(Aufgabe 1)
Beantworten Sie anhand des Textauszugs über Valentin Hirsch:
(a) In welchem Jahr zog er von Wien nach Berlin?
(b) Wer bestellte ihm seine erste Tätowiermaschine?
(c) Womit überzeugte er den skeptischen Tätowierer in der Nachbarschaft?
(Aufgabe 2) Fassen Sie den Textauszug über Valentin Hirsch in zwei Sätzen zusammen.
(Aufgabe 3) Übertragen Sie aus dem Textauszug über Valentin Hirsch die Passage, die mit „Der bekannte Berliner“ beginnt und bis einschließlich „mir ein Freund.“ reicht.

(Textauszug)

⁂

Kolumne „Sicherheit oder Freiheit“: Valentin Hirsch: „Mit Angst keine Kunst“

Der bekannte Berliner Tattoo-Künstler Valentin Hirsch erzählt, wann er sich zwischen Sicherheit und Freiheit entscheiden musste.

Valentin Hirsch, wann mussten Sie sich zwischen Sicherheit und Freiheit entscheiden?

„Als ich 2009 von Wien nach Berlin zog, hatte ich nichts. Kein Einkommen, kaum Kontakte und nur eine fixe Idee im Kopf: Ich wollte tätowieren lernen.

In Wien hatte ich viel geraucht, mich wochenlang in meine Kunst vergraben und Radierungen und Drucke angefertigt. Ich hatte nicht einmal einen Computer oder eine Kreditkarte - meine erste Tätowiermaschine bestellte mir ein Freund.

In Berlin nervte ich einen Tätowierer in der Nachbarschaft: Ich wollte in seinem Studio rumhängen, den Geruch des Desinfektionsalkohols einatmen und zusehen, wie er arbeitet. Er war skeptisch, aber meine Zeichnungen haben ihn überzeugt. Ich durfte Ausbesserungsarbeiten vornehmen, kleine Motive stechen, später in einem größeren Studio auch eigene Entwürfe. Aber davon leben konnte ich nicht.

⁂

(Auflistung)
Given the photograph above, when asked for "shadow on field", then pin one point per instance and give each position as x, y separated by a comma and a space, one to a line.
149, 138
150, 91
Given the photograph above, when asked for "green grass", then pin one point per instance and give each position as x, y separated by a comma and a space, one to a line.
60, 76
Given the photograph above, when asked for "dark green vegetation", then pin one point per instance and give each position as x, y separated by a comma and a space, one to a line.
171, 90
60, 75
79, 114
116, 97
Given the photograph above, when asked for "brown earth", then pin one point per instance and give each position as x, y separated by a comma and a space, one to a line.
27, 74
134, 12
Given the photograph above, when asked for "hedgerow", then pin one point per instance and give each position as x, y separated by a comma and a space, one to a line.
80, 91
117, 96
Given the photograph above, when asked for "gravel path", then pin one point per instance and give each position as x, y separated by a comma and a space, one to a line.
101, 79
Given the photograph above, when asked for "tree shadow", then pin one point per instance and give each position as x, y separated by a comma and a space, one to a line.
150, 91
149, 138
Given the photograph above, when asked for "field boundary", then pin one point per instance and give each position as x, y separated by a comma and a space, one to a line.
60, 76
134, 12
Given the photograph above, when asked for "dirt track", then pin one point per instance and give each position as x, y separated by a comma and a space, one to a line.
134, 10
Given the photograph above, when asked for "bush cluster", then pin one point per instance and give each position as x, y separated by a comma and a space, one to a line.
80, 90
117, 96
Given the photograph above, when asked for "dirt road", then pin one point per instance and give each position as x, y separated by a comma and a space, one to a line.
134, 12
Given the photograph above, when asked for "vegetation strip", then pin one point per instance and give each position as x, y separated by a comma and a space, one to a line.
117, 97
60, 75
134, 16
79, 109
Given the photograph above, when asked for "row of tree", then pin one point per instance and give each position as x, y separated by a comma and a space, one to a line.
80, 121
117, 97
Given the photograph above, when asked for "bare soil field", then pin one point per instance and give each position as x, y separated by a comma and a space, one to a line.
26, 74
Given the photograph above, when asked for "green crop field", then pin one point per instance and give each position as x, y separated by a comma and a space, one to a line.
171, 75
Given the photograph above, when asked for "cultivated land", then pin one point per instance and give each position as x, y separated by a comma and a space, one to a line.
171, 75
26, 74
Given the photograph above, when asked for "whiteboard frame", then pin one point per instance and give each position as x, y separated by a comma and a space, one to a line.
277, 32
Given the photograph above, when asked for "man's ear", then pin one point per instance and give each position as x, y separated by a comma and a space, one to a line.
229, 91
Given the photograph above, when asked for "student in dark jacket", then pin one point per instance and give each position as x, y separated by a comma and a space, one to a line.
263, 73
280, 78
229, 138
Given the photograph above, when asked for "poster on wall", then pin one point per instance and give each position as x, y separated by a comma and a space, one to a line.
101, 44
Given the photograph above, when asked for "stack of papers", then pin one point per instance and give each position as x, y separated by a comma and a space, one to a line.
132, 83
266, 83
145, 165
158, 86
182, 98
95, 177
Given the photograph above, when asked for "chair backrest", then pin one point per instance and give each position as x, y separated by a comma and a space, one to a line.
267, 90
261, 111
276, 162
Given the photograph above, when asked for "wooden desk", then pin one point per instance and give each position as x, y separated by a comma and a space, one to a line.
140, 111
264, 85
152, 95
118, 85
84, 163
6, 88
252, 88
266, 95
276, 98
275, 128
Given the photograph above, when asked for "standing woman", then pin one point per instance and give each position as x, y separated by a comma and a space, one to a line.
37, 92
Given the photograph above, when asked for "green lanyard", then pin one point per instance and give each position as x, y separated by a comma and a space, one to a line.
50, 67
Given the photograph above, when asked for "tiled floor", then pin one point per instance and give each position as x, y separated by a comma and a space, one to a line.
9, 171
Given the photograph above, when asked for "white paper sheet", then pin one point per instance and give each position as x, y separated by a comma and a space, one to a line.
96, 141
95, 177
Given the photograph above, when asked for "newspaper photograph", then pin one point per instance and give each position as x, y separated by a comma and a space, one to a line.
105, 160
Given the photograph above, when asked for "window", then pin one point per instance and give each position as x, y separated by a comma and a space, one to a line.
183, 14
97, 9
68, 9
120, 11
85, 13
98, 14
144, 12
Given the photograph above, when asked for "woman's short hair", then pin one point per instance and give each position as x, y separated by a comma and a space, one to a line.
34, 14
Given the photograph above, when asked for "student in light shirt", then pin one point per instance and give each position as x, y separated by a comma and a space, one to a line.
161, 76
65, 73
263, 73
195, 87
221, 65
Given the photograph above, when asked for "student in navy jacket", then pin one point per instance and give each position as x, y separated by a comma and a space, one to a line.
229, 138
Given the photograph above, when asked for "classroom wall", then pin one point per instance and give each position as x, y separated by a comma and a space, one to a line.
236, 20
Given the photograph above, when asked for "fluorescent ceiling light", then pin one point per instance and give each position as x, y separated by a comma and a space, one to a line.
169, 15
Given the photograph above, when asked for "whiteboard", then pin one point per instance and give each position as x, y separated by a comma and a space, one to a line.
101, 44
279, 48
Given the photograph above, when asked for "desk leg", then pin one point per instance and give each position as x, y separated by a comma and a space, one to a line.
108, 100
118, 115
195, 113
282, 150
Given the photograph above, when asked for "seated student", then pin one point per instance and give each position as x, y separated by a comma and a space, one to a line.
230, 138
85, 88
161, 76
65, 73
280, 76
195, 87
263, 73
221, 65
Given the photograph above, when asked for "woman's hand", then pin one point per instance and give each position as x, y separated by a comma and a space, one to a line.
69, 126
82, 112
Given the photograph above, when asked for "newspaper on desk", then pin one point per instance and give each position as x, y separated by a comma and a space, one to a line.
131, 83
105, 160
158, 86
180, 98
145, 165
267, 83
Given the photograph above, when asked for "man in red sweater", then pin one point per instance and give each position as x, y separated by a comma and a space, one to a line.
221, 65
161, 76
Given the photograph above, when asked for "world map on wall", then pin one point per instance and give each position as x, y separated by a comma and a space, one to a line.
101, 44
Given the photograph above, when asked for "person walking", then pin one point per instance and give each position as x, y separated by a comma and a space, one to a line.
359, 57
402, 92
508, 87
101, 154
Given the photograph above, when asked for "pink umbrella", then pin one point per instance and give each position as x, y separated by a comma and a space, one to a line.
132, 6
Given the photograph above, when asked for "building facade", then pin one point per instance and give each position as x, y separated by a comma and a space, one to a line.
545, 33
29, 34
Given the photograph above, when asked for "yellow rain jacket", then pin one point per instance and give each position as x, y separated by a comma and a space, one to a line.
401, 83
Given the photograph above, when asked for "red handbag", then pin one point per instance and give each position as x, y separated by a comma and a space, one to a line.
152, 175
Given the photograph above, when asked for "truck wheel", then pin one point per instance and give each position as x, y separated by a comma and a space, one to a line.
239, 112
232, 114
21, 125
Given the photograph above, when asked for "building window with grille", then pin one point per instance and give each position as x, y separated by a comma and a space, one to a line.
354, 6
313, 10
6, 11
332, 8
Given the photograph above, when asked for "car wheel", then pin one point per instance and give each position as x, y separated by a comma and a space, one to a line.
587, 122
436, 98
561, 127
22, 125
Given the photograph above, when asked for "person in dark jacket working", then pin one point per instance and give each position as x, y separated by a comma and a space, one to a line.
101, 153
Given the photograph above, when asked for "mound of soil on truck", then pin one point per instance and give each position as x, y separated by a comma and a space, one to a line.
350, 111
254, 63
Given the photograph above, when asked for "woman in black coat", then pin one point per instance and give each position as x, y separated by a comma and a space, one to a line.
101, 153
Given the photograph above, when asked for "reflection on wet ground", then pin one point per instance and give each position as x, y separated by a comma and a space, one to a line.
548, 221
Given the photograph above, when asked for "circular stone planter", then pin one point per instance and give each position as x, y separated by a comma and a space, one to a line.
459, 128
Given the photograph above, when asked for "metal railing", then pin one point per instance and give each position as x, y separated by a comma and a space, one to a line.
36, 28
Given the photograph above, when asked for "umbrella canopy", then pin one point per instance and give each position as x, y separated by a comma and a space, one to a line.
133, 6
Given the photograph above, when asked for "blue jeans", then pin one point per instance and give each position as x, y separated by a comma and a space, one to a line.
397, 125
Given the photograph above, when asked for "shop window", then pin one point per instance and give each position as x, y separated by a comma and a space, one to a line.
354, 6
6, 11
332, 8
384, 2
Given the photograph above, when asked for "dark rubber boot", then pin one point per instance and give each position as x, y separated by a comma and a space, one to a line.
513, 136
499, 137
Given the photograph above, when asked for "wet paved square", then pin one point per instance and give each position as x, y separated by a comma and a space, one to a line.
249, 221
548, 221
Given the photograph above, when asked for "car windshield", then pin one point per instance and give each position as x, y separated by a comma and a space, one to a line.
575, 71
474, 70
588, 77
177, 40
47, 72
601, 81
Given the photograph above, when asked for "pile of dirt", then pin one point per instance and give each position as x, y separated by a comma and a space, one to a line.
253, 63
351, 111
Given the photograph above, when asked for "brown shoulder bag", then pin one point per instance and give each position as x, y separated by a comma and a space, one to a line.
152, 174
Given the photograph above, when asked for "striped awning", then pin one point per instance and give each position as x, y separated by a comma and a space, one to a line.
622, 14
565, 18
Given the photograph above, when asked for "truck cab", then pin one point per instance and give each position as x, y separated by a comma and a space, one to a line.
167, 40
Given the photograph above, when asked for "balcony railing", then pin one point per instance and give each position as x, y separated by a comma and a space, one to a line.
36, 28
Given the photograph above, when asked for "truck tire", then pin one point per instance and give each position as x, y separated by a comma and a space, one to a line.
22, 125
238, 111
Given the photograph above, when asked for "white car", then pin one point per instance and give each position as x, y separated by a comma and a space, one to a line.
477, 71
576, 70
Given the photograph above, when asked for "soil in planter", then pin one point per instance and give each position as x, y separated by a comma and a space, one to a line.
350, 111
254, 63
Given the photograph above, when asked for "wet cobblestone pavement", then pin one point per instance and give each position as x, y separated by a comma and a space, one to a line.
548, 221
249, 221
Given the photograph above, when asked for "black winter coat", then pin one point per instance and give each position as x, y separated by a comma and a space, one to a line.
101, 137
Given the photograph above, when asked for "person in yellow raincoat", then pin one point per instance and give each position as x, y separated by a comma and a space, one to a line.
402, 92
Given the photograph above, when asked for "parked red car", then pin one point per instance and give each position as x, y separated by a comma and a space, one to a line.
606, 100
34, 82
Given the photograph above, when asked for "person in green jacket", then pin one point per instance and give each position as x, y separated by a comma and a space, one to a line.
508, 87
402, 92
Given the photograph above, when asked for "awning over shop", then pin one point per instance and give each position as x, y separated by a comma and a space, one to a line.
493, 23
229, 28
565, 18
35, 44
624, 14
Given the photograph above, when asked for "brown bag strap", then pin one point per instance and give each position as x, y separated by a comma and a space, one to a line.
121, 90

⁂

(Lösung 1)
(a) 2009
(b) Ein Freund
(c) Mit seinen Zeichnungen

(Lösung 2) Valentin Hirsch zog 2009 ohne Einkommen und mit kaum Kontakten von Wien nach Berlin, weil er tätowieren lernen wollte. Dort überzeugte er einen skeptischen Tätowierer aus der Nachbarschaft mit seinen Zeichnungen und durfte nach und nach selbst stechen, konnte davon aber nicht leben.

(Lösung 3)
Der bekannte Berliner Tattoo-Künstler Valentin Hirsch erzählt, wann er sich zwischen Sicherheit und Freiheit entscheiden musste.

Valentin Hirsch, wann mussten Sie sich zwischen Sicherheit und Freiheit entscheiden?

„Als ich 2009 von Wien nach Berlin zog, hatte ich nichts. Kein Einkommen, kaum Kontakte und nur eine fixe Idee im Kopf: Ich wollte tätowieren lernen.

In Wien hatte ich viel geraucht, mich wochenlang in meine Kunst vergraben und Radierungen und Drucke angefertigt. Ich hatte nicht einmal einen Computer oder eine Kreditkarte - meine erste Tätowiermaschine bestellte mir ein Freund.